• **EXERCISE REQUIREMENTS**
Output the records exactly. Include every line.

• **EXTRACTED MATERIAL**
[START]
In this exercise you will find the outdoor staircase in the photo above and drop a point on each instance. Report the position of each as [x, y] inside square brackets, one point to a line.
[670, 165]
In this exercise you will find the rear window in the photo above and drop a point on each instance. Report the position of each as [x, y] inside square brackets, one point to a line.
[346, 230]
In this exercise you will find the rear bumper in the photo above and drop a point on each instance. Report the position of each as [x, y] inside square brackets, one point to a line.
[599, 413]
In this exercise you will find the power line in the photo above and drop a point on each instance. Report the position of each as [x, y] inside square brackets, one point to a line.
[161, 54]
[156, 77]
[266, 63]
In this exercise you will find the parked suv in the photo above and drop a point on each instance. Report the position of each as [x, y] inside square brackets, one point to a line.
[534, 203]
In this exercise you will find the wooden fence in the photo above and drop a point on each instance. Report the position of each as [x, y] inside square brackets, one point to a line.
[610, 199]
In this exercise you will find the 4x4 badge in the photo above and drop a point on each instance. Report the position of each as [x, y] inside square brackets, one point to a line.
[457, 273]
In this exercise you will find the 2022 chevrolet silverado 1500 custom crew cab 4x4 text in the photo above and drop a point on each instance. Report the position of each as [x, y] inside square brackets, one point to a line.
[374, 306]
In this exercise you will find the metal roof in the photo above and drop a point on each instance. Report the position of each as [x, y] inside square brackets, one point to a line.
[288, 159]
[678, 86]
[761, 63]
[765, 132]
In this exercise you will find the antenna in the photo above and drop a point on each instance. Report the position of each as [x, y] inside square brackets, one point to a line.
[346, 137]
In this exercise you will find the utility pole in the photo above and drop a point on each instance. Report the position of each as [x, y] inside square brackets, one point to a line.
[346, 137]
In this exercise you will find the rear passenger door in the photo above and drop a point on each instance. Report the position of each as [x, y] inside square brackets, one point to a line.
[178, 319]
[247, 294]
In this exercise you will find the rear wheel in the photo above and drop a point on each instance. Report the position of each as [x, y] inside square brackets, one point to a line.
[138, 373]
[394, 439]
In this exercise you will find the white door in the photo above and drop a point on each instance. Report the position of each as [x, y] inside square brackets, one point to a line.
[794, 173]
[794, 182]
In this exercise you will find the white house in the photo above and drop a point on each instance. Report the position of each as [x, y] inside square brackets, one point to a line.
[END]
• **FINAL ANSWER**
In this exercise you will find the outdoor staircase in the photo above and drop a point on each instance. Report the position of each as [x, y] inside square brackets, one point to a line.
[670, 165]
In this exercise you will find the rear window in the photo above and drop a point on each instance. Report the position of each as [x, y] inside square brackets, one point to a line.
[346, 230]
In this exercise you will find the rear bumper in the photo above and drop a point on each instance. Report the position of each as [x, y] inside square brackets, one point to a line.
[599, 413]
In this exercise you will find the power line in the photo above and drop a point on each instance. Report the position of each as [x, y] inside square brackets, one point to a line.
[161, 54]
[156, 77]
[266, 63]
In this exercise you will find the parked suv in the photo above and drop a point on each instance. Report the position of each as [x, y] inside square brackets, one point to a line.
[534, 203]
In this exercise you will find the wooden fence in the photo above and drop a point on each instance. Report the position of each as [x, y] inside square brackets, one point to a line.
[610, 199]
In this exercise you will find the 4x4 badge in the photo above and drop a point on each instance. Report the position of each as [x, y] inside square brackets, one point to a line.
[457, 273]
In this exercise you will find the 2022 chevrolet silverado 1500 custom crew cab 4x4 text in the photo above and drop a point on each instance. Report the position of each as [x, y] inside square brackets, one point to a line.
[374, 306]
In this exercise you will find the metal roof in the photo above and drop a point on each instance. Report the position of each as [x, y] inside square brackets, one point to a line.
[288, 159]
[678, 86]
[761, 63]
[765, 132]
In this exercise you will find the antenna in the photo above and drop a point on each instance. Report the position of each as [x, y] inside square brackets, one point to a line.
[346, 137]
In this exercise you will find the utility pole in the photo above and drop a point on each instance. Report the position of each as [x, y] inside square brackets, one point to a line.
[346, 137]
In this exercise you will find the rear passenger door in the photo above and drop a point on each instance. Report the position of each as [x, y] inside square brackets, one point to a line.
[178, 319]
[247, 294]
In this exercise you will find the rear wheel in the photo above and drop a point on each instance. Report the position of each as [x, y] inside square brackets, one point to a line.
[138, 373]
[394, 439]
In this exercise you will find the white door in the photo above and drop a point on each instance. Report the position of each as [x, y] inside square brackets, one point to a line.
[794, 173]
[794, 182]
In this exercise you will find the white house in the photo above and drop a point on each instance. Report the position of each as [x, y] inside square brackets, one point to a line.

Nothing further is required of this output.